### About this exercise
Without the pictures, give the entries below again exactly as written.

### Exercise data
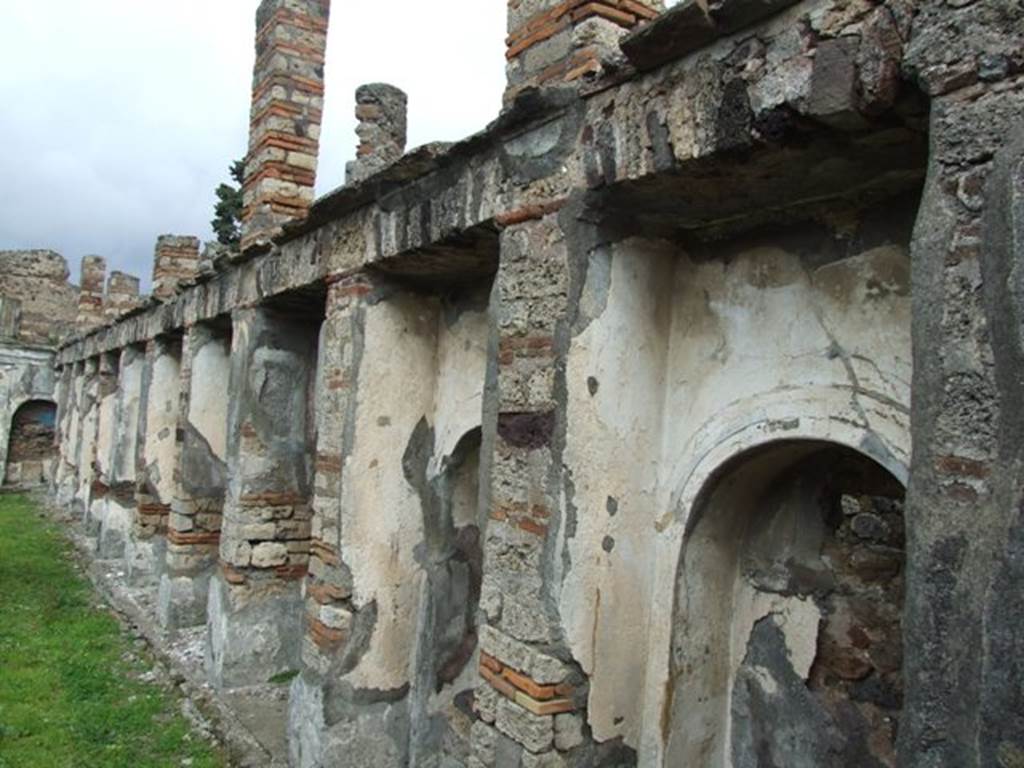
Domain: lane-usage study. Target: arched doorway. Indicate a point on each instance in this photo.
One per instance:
(32, 448)
(786, 636)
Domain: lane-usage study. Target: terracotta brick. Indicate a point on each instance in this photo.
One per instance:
(524, 684)
(499, 683)
(488, 662)
(544, 709)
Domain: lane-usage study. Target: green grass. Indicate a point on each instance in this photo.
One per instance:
(70, 689)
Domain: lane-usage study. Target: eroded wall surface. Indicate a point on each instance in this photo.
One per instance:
(644, 428)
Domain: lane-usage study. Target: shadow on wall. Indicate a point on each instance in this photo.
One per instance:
(787, 641)
(32, 449)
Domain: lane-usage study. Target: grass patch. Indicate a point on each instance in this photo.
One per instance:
(70, 693)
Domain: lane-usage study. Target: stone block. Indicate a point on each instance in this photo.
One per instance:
(269, 554)
(535, 733)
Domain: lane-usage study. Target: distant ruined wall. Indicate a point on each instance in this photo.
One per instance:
(46, 302)
(674, 419)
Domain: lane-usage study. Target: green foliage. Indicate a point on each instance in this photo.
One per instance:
(284, 677)
(71, 693)
(226, 221)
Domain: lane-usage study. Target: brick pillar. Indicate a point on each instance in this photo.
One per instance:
(534, 696)
(67, 476)
(105, 413)
(255, 607)
(381, 112)
(556, 42)
(119, 476)
(175, 262)
(194, 526)
(122, 295)
(285, 121)
(90, 297)
(330, 611)
(88, 406)
(156, 452)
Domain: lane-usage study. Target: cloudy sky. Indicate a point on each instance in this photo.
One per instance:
(121, 117)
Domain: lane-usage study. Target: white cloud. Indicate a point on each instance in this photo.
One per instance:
(121, 117)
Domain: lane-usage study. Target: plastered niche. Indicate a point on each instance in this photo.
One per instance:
(674, 354)
(207, 406)
(615, 381)
(382, 522)
(786, 633)
(161, 420)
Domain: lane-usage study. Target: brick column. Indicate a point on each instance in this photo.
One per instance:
(90, 297)
(553, 43)
(119, 480)
(381, 112)
(156, 453)
(108, 544)
(122, 295)
(86, 443)
(175, 262)
(285, 121)
(67, 474)
(201, 474)
(534, 695)
(254, 610)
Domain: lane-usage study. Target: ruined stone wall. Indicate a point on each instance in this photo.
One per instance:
(37, 281)
(587, 441)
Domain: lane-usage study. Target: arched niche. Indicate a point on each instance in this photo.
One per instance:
(32, 444)
(785, 627)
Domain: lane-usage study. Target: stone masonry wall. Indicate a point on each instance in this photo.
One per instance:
(38, 281)
(287, 107)
(521, 433)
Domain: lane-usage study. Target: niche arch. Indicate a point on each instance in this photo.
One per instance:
(763, 433)
(31, 441)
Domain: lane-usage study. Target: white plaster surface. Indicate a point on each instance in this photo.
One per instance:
(695, 363)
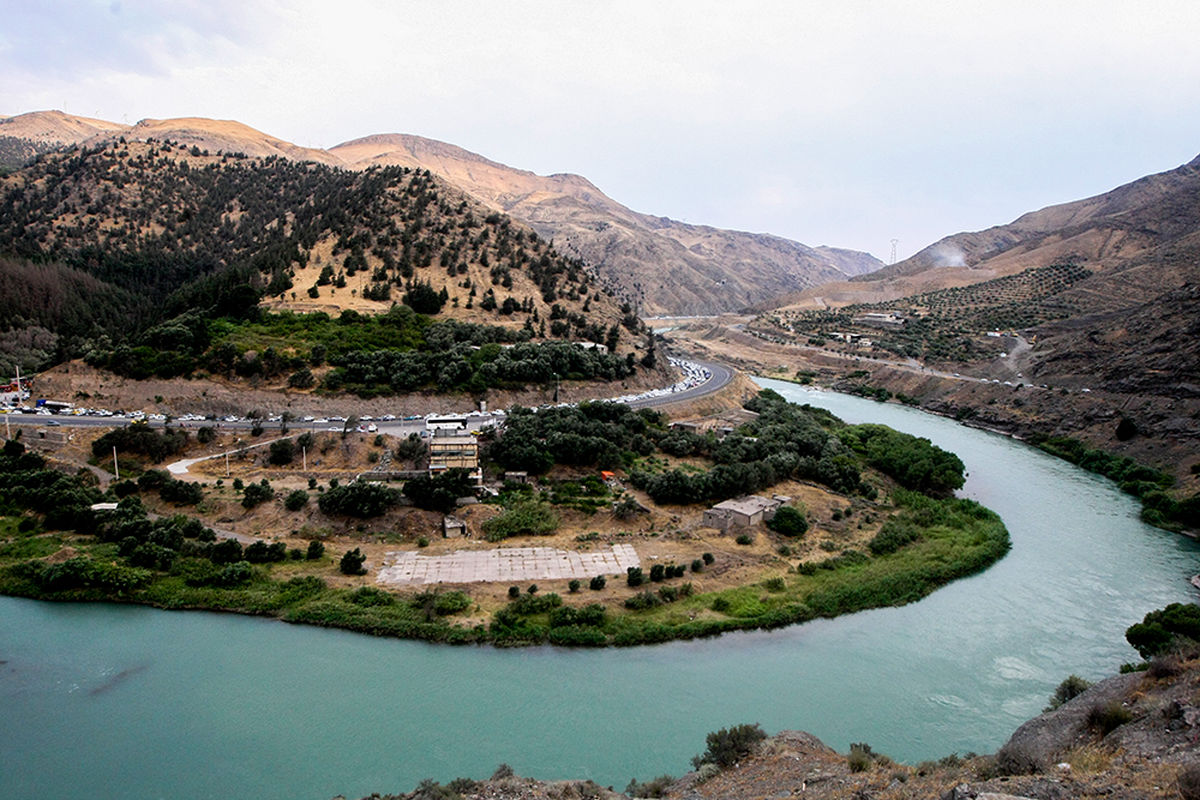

### Written solution
Domain: lane-usage study. Target: arched doorway. Indicate a point on each instance in this photo.
One per instance:
(32, 448)
(786, 636)
Domain: lane-usage study. Target: terracotta brick. Indicate a point on each instance in this photo.
One per instance:
(524, 684)
(499, 683)
(488, 662)
(544, 709)
Domain: lane-usage study. Target: green grass. Indicate a point on each instance in this photo.
One per instance:
(70, 689)
Domain: lane-usage study. Target: eroded wall surface. Indicate a point on each instance in this photo.
One per instance:
(644, 428)
Domain: lane-usage study. Target: shadow on wall. Indicate a point on each instance in this photo.
One per instance:
(787, 641)
(32, 449)
Domain: lane-usage study. Target: grass patch. Indicate a point on each instance in this photo.
One per instance:
(70, 693)
Domain: lane-usage study. Target: stone block. Indicate a point on each instance in this photo.
One per instance:
(269, 554)
(535, 733)
Domain: lane-usage study. Target: distant ruined wall. Indicate a point on each instance in this photo.
One per instance:
(46, 302)
(674, 419)
Domain: lane-usage study. Target: green foliage. Indicate a point on each instance in this photo.
One per instance:
(284, 677)
(71, 693)
(226, 221)
Domain: lane-usage study. Target: brick pillar. Indicate a point on each instance in this photo.
One per instance:
(534, 696)
(67, 476)
(105, 413)
(255, 607)
(381, 112)
(556, 42)
(119, 476)
(175, 262)
(194, 526)
(122, 295)
(285, 121)
(90, 297)
(330, 611)
(88, 406)
(156, 452)
Domain: lane-usage study. Target: cloudy sky. Indicate a point on each instance in this photo.
One per instance:
(121, 117)
Domain: lane-usage study. Target: white cloud. Indicate a point on each instance in this photo.
One per instance:
(121, 117)
Domain: lane-usage study. Target: plastered niche. Indicate a point on each instance in this photo.
One per instance:
(674, 354)
(207, 406)
(615, 381)
(382, 522)
(786, 633)
(161, 420)
Domain: lane-usage study. Target: brick column. Indicate a point on each instance in this photo.
One per instance:
(90, 297)
(553, 43)
(119, 480)
(381, 112)
(156, 453)
(108, 544)
(122, 295)
(86, 443)
(175, 262)
(285, 121)
(67, 474)
(201, 474)
(534, 695)
(254, 610)
Domain: lane-usage study. Target: ruined stone wall. Indicate a point on each instance in this photo.
One per instance:
(37, 281)
(587, 441)
Domain: lane-usage study. Target: arched niche. Indicate a point on each instance in this photo.
One per instance:
(32, 444)
(785, 627)
Domain: lane-usage study. Target: stone masonry wall. Indicate a point on each instance in this photo.
One per instance:
(38, 281)
(287, 107)
(521, 433)
Domain: lane-usage study. Target: niche arch. Indicate a point on each instance in this photo.
One per instance:
(763, 433)
(31, 441)
Domain: lane-usage study. Target: white plaster surface. Indicate a point on each instance in this photo.
One per instance:
(695, 363)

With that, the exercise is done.